In the parliamentary speech, how long a further delay does the speaker understand may follow the three months allowed for registration?

- _Document passage_
* * * * *
Do I understand, from what he said, that substitute agreements still have to be registered? The noble Lord will know that many thousands—I am literally correct in saying that—of restrictive agreements will be voluntarily jettisoned by those who brought them into being—let me say that to the credit of industry. But they have brought into operation revised agreements which in their view and according to their legal advisers, will conform to the law. They may or may not do so, but these substitute agreements will, I gather, still have to be registered. Is that so? That is the first question I want to ask the noble Lord.

Following upon that, may I ask him what happens to a manufacturing organisation which, for the first time, seeks to introduce an agreement to allow the organisation to take advantage of the provisions in the Bill for individual price maintenance? The organisation never had a collective agreement, but now seeks to have a restrictive agreement as permitted under the section of the Act which deals with individual price maintenance. Does that agreement have to be registered?

Perhaps the most serious question I have to ask the noble Lord—I know that he and the noble and learned Viscount on the Woolsack will be perfectly well aware of this practice—is this. Throughout the years that these restrictive practices have taken such a grip upon British industry, a huge bureaucratic machine has been built up by what I may perhaps inelegantly call the Gestapo or agent provocateur and all those things that we discussed so fully on the stages of the Bill through your Lordships' House. Bureaucrats in Government service are bad bureaucrats in industry, believe me, are worse, and the machine they set up dies hard and with ill grace.

There is plenty of evidence that they are fighting a battle to keep these organisations intact, so that, while the collective enforcement of many of these restrictive practices is now illegal, they are trying to keep these restrictive arrangements—I ask the noble Lord to note the difference between the words "arrangement" and "agreement"—in being. Will anything like that have to be registered? And, if so, what will be the delay involved before such acts are brought before the Court? I understand that after the three months allowed for registration there may well be a further delay of twelve months—even if the arrangement must be registered. What happens in the meantime? Can these practices go on the same as before until the Court has determined whether or not they are restrictive? I do not know whether I have made my point clear, but perhaps I can illustrate it a little better with the last question I want to ask.
* * * * *
- _Information given_
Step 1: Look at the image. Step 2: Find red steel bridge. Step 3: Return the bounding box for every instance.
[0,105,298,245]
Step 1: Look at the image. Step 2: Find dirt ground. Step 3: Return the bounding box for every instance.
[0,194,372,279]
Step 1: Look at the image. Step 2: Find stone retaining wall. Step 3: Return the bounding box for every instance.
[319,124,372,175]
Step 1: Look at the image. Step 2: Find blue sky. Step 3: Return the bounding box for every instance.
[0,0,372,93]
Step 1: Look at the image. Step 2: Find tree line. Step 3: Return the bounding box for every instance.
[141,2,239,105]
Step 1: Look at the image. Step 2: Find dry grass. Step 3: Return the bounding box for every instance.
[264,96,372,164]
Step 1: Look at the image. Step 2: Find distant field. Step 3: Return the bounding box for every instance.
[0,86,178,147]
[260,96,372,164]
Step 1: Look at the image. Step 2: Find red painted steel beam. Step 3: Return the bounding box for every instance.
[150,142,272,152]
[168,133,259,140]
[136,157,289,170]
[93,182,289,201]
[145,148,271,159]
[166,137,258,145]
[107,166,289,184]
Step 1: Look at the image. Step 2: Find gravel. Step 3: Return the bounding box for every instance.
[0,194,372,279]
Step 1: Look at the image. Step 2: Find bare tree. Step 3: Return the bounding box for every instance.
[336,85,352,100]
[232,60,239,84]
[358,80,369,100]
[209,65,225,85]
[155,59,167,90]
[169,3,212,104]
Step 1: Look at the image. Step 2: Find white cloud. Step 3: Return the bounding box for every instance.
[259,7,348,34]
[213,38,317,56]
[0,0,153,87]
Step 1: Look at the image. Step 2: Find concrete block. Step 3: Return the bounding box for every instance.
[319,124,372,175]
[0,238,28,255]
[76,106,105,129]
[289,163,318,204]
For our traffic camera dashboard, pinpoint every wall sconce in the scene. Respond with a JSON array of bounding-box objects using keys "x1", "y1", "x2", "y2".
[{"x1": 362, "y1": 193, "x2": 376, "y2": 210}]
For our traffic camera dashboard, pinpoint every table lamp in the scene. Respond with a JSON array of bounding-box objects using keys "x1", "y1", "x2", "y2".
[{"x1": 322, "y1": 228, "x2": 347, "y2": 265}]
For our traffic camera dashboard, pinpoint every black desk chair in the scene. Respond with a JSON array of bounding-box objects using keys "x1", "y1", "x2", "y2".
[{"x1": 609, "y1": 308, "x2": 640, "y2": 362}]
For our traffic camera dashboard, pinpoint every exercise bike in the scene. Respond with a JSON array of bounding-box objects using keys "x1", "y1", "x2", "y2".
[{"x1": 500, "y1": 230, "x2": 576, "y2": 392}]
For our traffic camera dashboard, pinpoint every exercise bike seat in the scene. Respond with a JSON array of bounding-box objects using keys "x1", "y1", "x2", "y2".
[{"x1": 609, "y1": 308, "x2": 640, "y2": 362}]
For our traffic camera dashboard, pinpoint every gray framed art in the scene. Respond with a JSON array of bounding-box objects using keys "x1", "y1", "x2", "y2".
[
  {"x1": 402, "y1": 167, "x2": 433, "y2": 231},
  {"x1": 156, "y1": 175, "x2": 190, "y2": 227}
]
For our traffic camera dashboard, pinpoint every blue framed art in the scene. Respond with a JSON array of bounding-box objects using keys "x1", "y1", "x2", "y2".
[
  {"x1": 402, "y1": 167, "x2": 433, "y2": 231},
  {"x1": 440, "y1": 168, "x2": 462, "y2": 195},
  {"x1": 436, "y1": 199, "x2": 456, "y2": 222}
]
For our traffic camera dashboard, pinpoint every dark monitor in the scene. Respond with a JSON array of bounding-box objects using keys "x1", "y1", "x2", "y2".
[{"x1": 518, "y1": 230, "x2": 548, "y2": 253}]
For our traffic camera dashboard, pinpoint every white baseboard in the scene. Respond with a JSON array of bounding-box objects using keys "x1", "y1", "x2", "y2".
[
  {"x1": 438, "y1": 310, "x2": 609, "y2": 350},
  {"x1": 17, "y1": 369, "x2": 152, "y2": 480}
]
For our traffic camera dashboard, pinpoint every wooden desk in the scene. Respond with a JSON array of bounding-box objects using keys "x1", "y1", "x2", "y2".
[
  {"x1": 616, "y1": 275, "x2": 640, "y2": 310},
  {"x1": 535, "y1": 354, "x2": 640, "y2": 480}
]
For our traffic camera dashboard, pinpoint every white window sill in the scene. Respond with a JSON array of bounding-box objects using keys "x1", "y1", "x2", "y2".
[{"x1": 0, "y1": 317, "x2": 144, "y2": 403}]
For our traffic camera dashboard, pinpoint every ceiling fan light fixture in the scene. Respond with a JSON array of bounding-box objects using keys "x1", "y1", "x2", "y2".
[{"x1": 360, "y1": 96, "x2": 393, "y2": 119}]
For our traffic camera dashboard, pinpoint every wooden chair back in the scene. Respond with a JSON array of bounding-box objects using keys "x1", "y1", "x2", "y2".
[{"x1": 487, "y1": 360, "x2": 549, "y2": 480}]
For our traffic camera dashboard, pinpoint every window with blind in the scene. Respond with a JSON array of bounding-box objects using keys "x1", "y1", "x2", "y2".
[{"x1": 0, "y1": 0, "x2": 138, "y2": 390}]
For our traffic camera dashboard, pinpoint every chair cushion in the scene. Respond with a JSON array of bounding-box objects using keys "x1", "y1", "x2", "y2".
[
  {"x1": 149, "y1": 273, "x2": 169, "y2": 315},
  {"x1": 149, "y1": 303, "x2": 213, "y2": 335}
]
* * * * *
- _Task output_
Twelve months.